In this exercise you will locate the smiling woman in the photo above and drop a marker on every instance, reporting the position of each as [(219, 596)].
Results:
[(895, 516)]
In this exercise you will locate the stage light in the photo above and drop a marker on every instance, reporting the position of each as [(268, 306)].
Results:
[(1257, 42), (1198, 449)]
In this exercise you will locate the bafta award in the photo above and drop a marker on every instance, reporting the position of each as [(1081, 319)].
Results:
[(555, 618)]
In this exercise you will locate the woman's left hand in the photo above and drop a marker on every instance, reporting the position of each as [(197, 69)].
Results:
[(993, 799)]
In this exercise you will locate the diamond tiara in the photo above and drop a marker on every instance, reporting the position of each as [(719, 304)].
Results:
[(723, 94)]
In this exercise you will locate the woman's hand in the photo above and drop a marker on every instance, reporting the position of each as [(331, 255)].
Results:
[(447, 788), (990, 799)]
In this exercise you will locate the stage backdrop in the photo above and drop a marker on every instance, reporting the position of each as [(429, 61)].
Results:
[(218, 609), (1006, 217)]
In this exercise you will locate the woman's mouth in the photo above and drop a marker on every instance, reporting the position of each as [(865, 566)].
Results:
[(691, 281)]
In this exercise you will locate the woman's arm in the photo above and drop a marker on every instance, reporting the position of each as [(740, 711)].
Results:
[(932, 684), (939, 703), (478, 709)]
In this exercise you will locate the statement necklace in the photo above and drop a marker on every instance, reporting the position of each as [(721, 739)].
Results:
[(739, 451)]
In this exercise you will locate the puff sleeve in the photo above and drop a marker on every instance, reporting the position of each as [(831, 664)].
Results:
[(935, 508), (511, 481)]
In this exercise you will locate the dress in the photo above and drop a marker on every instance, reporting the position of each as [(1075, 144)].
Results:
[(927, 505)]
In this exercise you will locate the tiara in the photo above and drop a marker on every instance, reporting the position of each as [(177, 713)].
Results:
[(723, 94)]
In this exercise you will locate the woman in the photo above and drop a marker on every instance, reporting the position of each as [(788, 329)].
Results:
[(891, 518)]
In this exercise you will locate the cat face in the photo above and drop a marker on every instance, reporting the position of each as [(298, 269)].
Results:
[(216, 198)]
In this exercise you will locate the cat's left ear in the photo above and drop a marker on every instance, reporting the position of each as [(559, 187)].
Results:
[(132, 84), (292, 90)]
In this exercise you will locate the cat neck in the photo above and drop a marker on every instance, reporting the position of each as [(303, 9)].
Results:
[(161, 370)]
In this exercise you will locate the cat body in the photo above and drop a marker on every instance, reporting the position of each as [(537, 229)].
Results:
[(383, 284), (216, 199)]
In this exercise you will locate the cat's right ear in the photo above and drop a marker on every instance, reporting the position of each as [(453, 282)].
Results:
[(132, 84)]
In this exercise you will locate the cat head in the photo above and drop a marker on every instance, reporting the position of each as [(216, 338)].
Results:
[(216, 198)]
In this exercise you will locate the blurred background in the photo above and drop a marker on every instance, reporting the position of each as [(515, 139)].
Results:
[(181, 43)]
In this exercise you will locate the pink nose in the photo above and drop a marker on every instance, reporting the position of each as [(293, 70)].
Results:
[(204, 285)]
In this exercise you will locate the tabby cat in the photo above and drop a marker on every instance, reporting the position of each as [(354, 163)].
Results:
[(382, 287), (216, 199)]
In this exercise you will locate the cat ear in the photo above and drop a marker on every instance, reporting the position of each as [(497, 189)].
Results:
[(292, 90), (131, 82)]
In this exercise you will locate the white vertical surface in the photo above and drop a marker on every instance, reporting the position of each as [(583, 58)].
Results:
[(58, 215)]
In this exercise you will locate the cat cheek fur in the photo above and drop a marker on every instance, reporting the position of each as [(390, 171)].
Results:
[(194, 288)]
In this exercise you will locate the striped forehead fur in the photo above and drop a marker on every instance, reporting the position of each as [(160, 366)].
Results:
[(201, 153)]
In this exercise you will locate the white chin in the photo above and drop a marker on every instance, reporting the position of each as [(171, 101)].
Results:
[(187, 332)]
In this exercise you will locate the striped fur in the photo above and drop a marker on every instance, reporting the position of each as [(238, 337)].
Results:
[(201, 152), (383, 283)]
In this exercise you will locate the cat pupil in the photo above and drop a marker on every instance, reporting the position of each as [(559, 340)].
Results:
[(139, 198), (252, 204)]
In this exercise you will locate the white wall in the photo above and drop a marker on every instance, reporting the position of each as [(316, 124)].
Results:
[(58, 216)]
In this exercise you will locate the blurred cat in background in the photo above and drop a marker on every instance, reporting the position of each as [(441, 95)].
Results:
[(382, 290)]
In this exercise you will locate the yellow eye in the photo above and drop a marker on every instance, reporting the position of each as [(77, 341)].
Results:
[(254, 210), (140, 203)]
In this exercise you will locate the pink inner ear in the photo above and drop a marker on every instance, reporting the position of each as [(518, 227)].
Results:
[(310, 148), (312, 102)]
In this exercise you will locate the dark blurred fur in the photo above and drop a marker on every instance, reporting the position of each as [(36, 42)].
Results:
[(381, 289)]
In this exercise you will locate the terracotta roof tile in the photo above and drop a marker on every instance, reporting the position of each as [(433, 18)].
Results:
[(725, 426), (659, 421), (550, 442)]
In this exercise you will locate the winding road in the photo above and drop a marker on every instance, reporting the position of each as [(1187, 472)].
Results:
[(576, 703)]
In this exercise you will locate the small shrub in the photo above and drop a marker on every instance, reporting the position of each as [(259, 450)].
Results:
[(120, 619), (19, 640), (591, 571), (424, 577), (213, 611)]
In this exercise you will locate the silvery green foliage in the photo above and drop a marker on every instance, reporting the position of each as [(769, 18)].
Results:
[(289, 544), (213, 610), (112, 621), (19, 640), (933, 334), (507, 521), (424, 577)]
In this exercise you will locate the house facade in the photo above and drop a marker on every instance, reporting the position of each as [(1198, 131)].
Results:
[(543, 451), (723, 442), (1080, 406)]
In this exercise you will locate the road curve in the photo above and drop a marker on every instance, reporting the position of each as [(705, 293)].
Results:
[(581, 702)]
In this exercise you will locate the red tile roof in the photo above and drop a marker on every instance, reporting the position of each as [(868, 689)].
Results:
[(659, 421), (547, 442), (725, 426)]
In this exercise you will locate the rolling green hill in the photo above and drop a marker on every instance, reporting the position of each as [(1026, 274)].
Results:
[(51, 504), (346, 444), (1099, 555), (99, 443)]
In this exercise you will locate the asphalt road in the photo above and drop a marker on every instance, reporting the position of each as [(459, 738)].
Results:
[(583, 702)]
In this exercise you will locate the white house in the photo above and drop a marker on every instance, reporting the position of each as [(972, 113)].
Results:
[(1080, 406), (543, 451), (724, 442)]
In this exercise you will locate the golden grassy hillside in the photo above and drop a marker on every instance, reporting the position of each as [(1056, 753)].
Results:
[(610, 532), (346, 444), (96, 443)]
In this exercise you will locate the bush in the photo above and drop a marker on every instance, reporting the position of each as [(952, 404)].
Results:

## WORK ITEM
Please restate the preceding entries word for word.

## RESULT OF THE TASK
In this exercise you will locate the smiling woman in the photo above and drop a marker on every instance, reporting the position of each as [(219, 596)].
Results:
[(895, 516)]
In this exercise you will locate the stage light in the photo above and drop a marker on every instance, reporting the position of each as [(268, 306)].
Results:
[(1257, 42), (1198, 449)]
In this exercise you will locate the bafta award in the photo above and drop a marker on every instance, reporting the position of each as [(1081, 319)].
Results:
[(555, 618)]
In this exercise you will locate the woman's left hand in the photo above and drop a marker on every instance, reporting the position of each as [(197, 69)].
Results:
[(993, 799)]
In this exercise you will locate the diamond tiara in the photo above and drop a marker on every instance, reporting the position of each as [(719, 304)].
Results:
[(723, 94)]
In this exercise you will locate the woman's hand in the photo above and drop a marker on every instance, reporting the position of each as [(331, 255)].
Results:
[(447, 788), (990, 799)]
In this exercise you will locate the stage backdrop in the photo above and drop a marker on every instance, reporting the position of each as [(429, 61)].
Results:
[(218, 609), (1006, 217)]
In this exercise you will locate the woman's mouth in the photo above and drop a marker on every instance, reporting the position of each as [(865, 566)].
Results:
[(691, 281)]
In this exercise you will locate the woman's arm in the photo above and drop a marker on every instance, reporting the position of each as [(740, 711)].
Results:
[(932, 684), (939, 703), (478, 709)]
In this exercise you will locate the statement necklace in the photo above and drop a marker on every instance, reporting the position of each as [(721, 739)].
Results:
[(739, 451)]
In this exercise you will locate the puff sleeve in the photo above and drop a marker on every instance, reporting the position of each as [(831, 664)].
Results:
[(935, 508), (511, 481)]
In this exercise you will locate the dress in the photo above and drop a marker on every instance, reporting the position of each as [(1075, 144)].
Results:
[(927, 505)]
In this exercise you will locate the tiara in the photo above and drop a marker on every instance, reporting the position of each as [(177, 713)].
Results:
[(723, 94)]
In this exercise you will locate the woman in the photo above and drop a marker on every instance, reporting the position of each as [(788, 329)].
Results:
[(891, 518)]
In this exercise you will locate the cat face in the photo above and drop a marker on every instance, reporting the position of each as [(298, 269)].
Results:
[(216, 198)]
In this exercise you will locate the cat's left ear in the photo above and drop a marker on every instance, reporting the position of each as [(559, 187)].
Results:
[(132, 84), (292, 90)]
In this exercise you will locate the cat neck in the photo above and drop a marker on every instance, reporting the position of each as [(303, 9)].
Results:
[(161, 370)]
In this exercise you will locate the cat body in the photo above and drop a marker on every instance, reporting the position of each as [(537, 229)].
Results:
[(383, 284), (216, 199)]
In this exercise you will locate the cat's right ear in the photo above and drop a marker on every instance, reporting the position of each as [(453, 282)].
Results:
[(132, 84)]
In this exercise you will locate the cat head in the photo above and drop a marker on every instance, reporting the position of each as [(216, 338)].
Results:
[(216, 198)]
In this exercise you will locate the blurred background in the photo above and drop a marker on every instance, reporting the position of each as [(515, 139)].
Results:
[(181, 43)]
In this exercise you will locate the pink nose in the photo above and drop a marker on every instance, reporting the position of each as [(293, 70)].
Results:
[(204, 285)]
In this exercise you will locate the tabby cat in the photo above and drop a marker on every instance, reporting the position of each as [(354, 163)].
Results:
[(382, 287), (216, 199)]
In this exercise you will locate the cat ear in the photo above and drop a marker on every instance, reporting the position of each as [(497, 189)].
Results:
[(292, 90), (131, 82)]
In this exercise you will locate the white vertical surface in the photo above and drop a marker on every instance, reporting the position of each as [(583, 58)].
Results:
[(58, 215)]
In this exercise you will locate the cat cheek fur in the photo above and drop a marker on every instance, reporting the position of each as [(390, 171)].
Results:
[(194, 288)]
In this exercise you will locate the striped forehead fur in the photo above and drop a marker on every instance, reporting the position of each as [(160, 366)].
Results:
[(201, 153)]
In this exercise you will locate the white chin in the photo above and drop a marker on every instance, reporting the position of each as [(171, 101)].
Results:
[(187, 332)]
In this exercise you will locate the striped fur in the photo above and drop a marker on every instance, reporting the position of each as [(238, 337)].
Results:
[(201, 152), (383, 283)]
In this exercise you will locate the cat pupil in the photo above and drop a marker on every instance, reporting the position of each as [(559, 340)].
Results:
[(139, 198), (252, 204)]
In this exercise you will locate the white wall in the photo above and drop a marker on every instance, reporting the position of each as [(316, 124)].
Results:
[(58, 216)]
In this exercise you will locate the blurred cat in background in the photo above and drop a marker on every instance, reporting the position of each as [(441, 95)].
Results:
[(382, 290)]
In this exercise you will locate the yellow eye in the photo above and drop a marker on every instance, reporting the position of each as [(77, 341)].
Results:
[(254, 210), (140, 203)]
In this exercise you will locate the pink inner ear in the photo above and drop a marker on every instance, reporting the position of each as [(518, 227)].
Results:
[(310, 148), (312, 102)]
In this exercise you will locate the dark blurred fur in the photo above and drop a marker on every instance, reporting the position of each as [(36, 42)].
Results:
[(381, 289)]
In this exercise you will locate the terracotta roof tile in the photo above and drop a marker on every instance, reporting the position of each as [(433, 18)].
Results:
[(725, 426), (659, 421), (550, 442)]
In this exercise you will locate the winding road in the photo above and drop a marker on every instance, reporting the position of each as [(1187, 472)].
Results:
[(576, 703)]
In this exercise you will locate the small shrub in the photo above and drop a marker on every instance, reporting the position of each as [(259, 450)].
Results:
[(120, 619), (19, 640), (591, 571), (424, 577), (213, 611)]
In this exercise you will locate the silvery green foliage in the photo above and drop a marker on every instance, reporting the position of each as [(769, 18)].
Results:
[(289, 544), (213, 610), (112, 621), (19, 640), (933, 334), (507, 521), (424, 577)]
In this exercise you will locate the house facade in the photo above and drop a marker on every instance, reporting the position of each as [(1198, 131)].
Results:
[(543, 451), (723, 442), (1080, 406)]
In this exercise you will locate the road curve in the photo above and drop a marker on every instance, reporting the position of each as [(705, 293)].
Results:
[(581, 702)]
In this exercise you will locate the red tile roof in the photo above and drop a marker on every instance, reporting the position of each as [(868, 689)].
Results:
[(659, 421), (547, 442), (725, 426)]
In this exercise you will locate the rolling green hill in the photo above and drop a marker on every instance, reporting the position of each as [(1026, 274)].
Results:
[(51, 504), (346, 444), (1099, 555), (99, 443)]
In this exercise you will locate the asphalt road in the photo above and drop a marker on every instance, reporting the position of each as [(459, 738)].
Results:
[(583, 702)]
In this exercise you will locate the white house in the photo above and drop a marker on every instance, reporting the position of each as [(972, 113)].
Results:
[(1080, 406), (543, 451), (724, 442)]
In this exercise you will locate the golden grassy hillside in the photo above and drop a marker on every instance, reporting the position of each as [(1056, 753)].
Results:
[(610, 532), (346, 444), (96, 443)]
In this exercise you will locate the bush in the photo above and drop a marker on every instance, reporting the position of each as [(952, 404)].
Results:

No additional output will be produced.